PROBLEM REQUIREMENTS ▸
In the data that follows, find the line containing "of the shirt"; then quote that line and every line after it, exactly, through the last one.

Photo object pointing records

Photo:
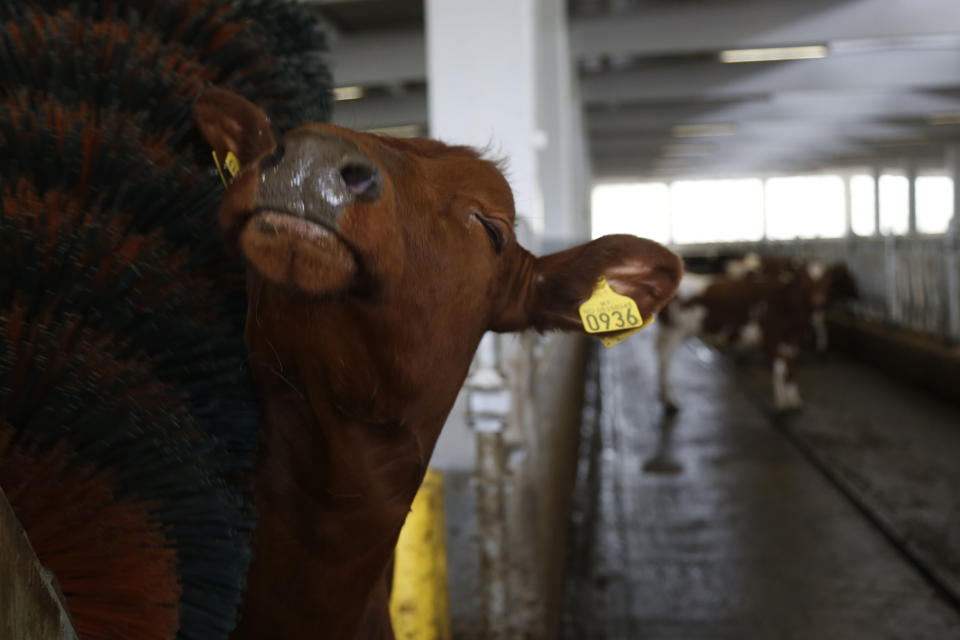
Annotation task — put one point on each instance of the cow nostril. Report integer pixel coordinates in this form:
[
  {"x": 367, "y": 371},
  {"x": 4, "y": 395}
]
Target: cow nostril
[
  {"x": 272, "y": 159},
  {"x": 360, "y": 179}
]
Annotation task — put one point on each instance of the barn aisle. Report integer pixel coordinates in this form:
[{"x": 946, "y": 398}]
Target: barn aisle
[{"x": 716, "y": 525}]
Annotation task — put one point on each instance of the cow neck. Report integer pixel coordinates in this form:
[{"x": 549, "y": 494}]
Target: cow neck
[{"x": 332, "y": 490}]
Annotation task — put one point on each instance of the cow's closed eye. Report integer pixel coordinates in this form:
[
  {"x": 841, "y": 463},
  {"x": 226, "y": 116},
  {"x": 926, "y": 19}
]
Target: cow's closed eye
[{"x": 494, "y": 231}]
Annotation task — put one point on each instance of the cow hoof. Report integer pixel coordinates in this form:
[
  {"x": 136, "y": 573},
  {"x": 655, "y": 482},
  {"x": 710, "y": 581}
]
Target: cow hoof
[{"x": 662, "y": 465}]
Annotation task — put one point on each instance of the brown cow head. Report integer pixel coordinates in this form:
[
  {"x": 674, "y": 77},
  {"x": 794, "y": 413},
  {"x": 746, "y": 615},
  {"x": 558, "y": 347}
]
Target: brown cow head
[{"x": 385, "y": 260}]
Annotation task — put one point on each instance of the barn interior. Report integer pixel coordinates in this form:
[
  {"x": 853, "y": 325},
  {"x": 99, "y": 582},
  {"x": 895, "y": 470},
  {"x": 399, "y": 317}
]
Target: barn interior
[
  {"x": 823, "y": 130},
  {"x": 768, "y": 143}
]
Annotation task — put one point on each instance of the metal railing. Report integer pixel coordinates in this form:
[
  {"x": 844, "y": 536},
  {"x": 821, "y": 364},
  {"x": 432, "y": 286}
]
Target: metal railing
[{"x": 912, "y": 282}]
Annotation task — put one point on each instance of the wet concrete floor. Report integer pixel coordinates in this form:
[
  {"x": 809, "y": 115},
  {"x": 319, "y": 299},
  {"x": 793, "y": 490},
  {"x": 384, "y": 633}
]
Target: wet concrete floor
[{"x": 714, "y": 525}]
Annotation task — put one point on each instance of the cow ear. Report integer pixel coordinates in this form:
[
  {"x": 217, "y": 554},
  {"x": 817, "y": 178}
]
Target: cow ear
[
  {"x": 560, "y": 282},
  {"x": 231, "y": 123}
]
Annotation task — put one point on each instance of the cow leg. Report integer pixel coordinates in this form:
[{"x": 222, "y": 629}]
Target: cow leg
[
  {"x": 786, "y": 394},
  {"x": 668, "y": 340}
]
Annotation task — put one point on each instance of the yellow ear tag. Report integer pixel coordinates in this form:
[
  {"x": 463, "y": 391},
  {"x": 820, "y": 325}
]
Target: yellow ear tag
[
  {"x": 231, "y": 163},
  {"x": 610, "y": 314}
]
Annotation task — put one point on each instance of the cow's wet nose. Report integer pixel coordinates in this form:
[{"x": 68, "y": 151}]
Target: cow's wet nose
[
  {"x": 361, "y": 178},
  {"x": 316, "y": 175}
]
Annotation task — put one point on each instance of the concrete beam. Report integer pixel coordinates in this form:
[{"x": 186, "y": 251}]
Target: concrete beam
[
  {"x": 385, "y": 58},
  {"x": 675, "y": 27},
  {"x": 883, "y": 70},
  {"x": 839, "y": 106},
  {"x": 383, "y": 110}
]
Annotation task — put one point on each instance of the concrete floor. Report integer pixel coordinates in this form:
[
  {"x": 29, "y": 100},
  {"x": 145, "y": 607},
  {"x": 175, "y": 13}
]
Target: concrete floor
[{"x": 713, "y": 525}]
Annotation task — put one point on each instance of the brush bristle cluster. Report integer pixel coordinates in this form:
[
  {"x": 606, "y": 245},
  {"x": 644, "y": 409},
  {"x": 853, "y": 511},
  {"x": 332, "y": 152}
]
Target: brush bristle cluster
[{"x": 127, "y": 415}]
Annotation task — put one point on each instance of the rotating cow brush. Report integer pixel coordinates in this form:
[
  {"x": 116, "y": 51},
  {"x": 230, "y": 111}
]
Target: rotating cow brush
[{"x": 127, "y": 425}]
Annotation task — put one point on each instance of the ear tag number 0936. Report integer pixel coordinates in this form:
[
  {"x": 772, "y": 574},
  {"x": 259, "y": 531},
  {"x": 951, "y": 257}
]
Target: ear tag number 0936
[
  {"x": 610, "y": 314},
  {"x": 230, "y": 163}
]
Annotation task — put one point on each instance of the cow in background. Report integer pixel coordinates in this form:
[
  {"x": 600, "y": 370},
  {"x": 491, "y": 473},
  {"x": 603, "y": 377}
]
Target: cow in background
[
  {"x": 830, "y": 283},
  {"x": 760, "y": 302},
  {"x": 376, "y": 265}
]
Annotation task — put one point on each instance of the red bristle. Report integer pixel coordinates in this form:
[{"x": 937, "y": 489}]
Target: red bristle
[{"x": 113, "y": 563}]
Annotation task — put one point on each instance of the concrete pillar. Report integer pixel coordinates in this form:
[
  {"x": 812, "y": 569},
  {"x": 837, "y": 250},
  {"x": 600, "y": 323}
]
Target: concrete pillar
[
  {"x": 953, "y": 170},
  {"x": 563, "y": 159},
  {"x": 877, "y": 173},
  {"x": 482, "y": 84},
  {"x": 848, "y": 205},
  {"x": 911, "y": 173},
  {"x": 951, "y": 250},
  {"x": 763, "y": 206}
]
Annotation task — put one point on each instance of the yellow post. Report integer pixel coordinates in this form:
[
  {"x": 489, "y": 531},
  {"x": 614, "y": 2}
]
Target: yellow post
[{"x": 419, "y": 605}]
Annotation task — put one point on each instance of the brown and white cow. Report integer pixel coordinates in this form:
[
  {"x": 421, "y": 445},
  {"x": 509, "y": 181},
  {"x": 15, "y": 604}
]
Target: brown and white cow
[
  {"x": 771, "y": 306},
  {"x": 830, "y": 283},
  {"x": 375, "y": 266}
]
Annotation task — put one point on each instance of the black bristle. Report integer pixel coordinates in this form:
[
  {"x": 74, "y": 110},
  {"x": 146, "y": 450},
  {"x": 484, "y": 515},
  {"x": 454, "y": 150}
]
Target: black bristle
[{"x": 121, "y": 313}]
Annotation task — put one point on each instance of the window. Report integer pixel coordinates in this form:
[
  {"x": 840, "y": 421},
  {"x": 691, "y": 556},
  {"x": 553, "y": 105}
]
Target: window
[
  {"x": 641, "y": 209},
  {"x": 805, "y": 207},
  {"x": 862, "y": 215},
  {"x": 894, "y": 204},
  {"x": 717, "y": 210},
  {"x": 934, "y": 203}
]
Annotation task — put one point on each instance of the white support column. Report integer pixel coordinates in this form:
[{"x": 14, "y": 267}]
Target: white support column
[
  {"x": 911, "y": 173},
  {"x": 951, "y": 250},
  {"x": 563, "y": 149},
  {"x": 763, "y": 207},
  {"x": 482, "y": 84},
  {"x": 483, "y": 80},
  {"x": 877, "y": 173},
  {"x": 848, "y": 205}
]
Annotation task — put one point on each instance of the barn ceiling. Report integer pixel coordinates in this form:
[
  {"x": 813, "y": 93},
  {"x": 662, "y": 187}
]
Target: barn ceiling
[{"x": 881, "y": 81}]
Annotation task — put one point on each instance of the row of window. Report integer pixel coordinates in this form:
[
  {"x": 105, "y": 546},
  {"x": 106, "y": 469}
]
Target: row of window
[{"x": 694, "y": 211}]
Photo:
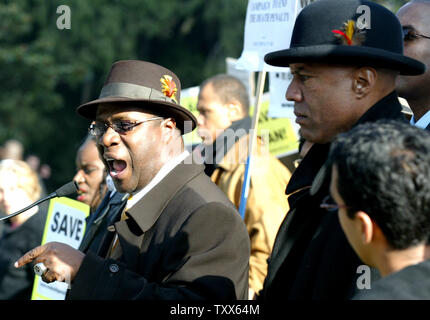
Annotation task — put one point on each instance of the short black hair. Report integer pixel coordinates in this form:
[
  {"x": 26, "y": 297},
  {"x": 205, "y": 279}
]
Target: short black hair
[
  {"x": 229, "y": 89},
  {"x": 384, "y": 170}
]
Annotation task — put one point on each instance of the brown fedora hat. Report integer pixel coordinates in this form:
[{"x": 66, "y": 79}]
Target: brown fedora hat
[{"x": 144, "y": 84}]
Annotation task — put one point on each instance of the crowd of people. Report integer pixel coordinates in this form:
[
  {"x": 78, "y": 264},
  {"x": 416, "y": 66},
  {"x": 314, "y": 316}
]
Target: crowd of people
[{"x": 164, "y": 222}]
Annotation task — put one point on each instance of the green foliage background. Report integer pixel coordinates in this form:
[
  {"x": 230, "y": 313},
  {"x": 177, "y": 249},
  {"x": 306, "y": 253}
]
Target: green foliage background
[{"x": 45, "y": 73}]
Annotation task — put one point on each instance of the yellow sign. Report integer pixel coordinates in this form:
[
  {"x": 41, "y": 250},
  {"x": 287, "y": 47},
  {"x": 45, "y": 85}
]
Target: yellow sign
[{"x": 65, "y": 223}]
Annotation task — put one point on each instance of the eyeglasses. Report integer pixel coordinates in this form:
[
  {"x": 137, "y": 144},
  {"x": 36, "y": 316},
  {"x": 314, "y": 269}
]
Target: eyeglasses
[
  {"x": 98, "y": 129},
  {"x": 330, "y": 205},
  {"x": 410, "y": 34}
]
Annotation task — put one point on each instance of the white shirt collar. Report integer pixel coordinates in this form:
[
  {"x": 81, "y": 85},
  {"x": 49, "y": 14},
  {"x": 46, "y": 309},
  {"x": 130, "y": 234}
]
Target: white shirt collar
[
  {"x": 423, "y": 122},
  {"x": 165, "y": 169}
]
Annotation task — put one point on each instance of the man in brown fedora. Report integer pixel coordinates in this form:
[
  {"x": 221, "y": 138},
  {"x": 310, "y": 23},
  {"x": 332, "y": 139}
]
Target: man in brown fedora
[{"x": 179, "y": 237}]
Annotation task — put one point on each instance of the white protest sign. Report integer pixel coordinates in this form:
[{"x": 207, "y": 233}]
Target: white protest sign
[
  {"x": 268, "y": 27},
  {"x": 65, "y": 223}
]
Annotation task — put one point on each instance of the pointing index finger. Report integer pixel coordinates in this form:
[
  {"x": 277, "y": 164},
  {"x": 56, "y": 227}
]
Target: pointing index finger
[{"x": 30, "y": 256}]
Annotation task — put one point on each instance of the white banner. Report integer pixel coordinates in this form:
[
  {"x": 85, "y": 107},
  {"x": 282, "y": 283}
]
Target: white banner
[{"x": 268, "y": 27}]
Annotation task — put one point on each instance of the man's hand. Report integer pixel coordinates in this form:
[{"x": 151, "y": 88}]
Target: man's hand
[{"x": 62, "y": 261}]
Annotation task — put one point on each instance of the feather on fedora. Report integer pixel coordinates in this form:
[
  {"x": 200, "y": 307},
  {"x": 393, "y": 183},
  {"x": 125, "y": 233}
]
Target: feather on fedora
[
  {"x": 326, "y": 31},
  {"x": 144, "y": 84}
]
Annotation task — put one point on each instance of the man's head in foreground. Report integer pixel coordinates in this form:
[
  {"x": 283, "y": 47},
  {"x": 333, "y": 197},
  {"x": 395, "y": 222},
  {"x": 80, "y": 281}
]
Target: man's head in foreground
[
  {"x": 381, "y": 188},
  {"x": 222, "y": 100}
]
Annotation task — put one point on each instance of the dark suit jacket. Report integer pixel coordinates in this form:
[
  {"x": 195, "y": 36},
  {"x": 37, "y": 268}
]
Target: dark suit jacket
[
  {"x": 410, "y": 283},
  {"x": 184, "y": 240},
  {"x": 311, "y": 257}
]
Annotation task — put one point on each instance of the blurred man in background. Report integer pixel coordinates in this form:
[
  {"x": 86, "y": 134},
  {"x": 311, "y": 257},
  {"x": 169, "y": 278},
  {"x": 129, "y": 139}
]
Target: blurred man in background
[
  {"x": 91, "y": 174},
  {"x": 381, "y": 188}
]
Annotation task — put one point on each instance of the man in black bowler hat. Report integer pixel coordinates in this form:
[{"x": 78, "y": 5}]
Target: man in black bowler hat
[
  {"x": 345, "y": 56},
  {"x": 178, "y": 237}
]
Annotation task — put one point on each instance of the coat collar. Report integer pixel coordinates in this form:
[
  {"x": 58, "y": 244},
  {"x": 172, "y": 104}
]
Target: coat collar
[
  {"x": 146, "y": 212},
  {"x": 387, "y": 108}
]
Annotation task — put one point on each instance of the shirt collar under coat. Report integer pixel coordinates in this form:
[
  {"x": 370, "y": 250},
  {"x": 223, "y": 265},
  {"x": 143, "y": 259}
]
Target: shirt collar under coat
[{"x": 312, "y": 171}]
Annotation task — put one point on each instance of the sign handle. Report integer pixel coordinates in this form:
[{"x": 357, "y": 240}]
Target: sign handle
[{"x": 253, "y": 136}]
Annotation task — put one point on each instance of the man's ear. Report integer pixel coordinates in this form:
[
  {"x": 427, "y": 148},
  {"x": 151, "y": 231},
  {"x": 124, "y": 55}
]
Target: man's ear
[
  {"x": 364, "y": 79},
  {"x": 367, "y": 227}
]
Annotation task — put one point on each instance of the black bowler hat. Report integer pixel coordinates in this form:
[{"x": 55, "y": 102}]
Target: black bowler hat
[
  {"x": 331, "y": 31},
  {"x": 144, "y": 84}
]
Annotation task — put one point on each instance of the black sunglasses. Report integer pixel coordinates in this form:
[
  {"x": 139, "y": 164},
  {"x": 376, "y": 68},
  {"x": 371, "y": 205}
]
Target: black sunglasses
[
  {"x": 98, "y": 129},
  {"x": 411, "y": 34}
]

RESULT OF THIS EXERCISE ▸
Annotation task — put one point on each instance of the shirt collar under coat. Report integer pixel coordinates in this form:
[
  {"x": 370, "y": 250},
  {"x": 223, "y": 265},
  {"x": 143, "y": 259}
]
Target: shirt collar under coat
[{"x": 312, "y": 171}]
Annotation task — put one point on each instance of the sign handle. Report integer pixel coordinates in this form:
[{"x": 357, "y": 240}]
Target: sign handle
[{"x": 253, "y": 136}]
Annotation task — put one point on each instance of the man's ear. Report integer pixel coordinates in this form:
[
  {"x": 427, "y": 148},
  {"x": 151, "y": 231},
  {"x": 124, "y": 55}
]
Target: man's ear
[
  {"x": 364, "y": 79},
  {"x": 367, "y": 227}
]
Annotation task — put one point on each instance of the black bowler hat. Report integer pixel coordinates in this form:
[{"x": 55, "y": 102}]
Target: black bowler hat
[
  {"x": 331, "y": 31},
  {"x": 144, "y": 84}
]
Annotation task — put one point on each instance of the black sunglasses. Report integer pixel coordinates in this form:
[
  {"x": 139, "y": 164},
  {"x": 376, "y": 68},
  {"x": 371, "y": 205}
]
Target: black sunglasses
[
  {"x": 98, "y": 129},
  {"x": 411, "y": 34}
]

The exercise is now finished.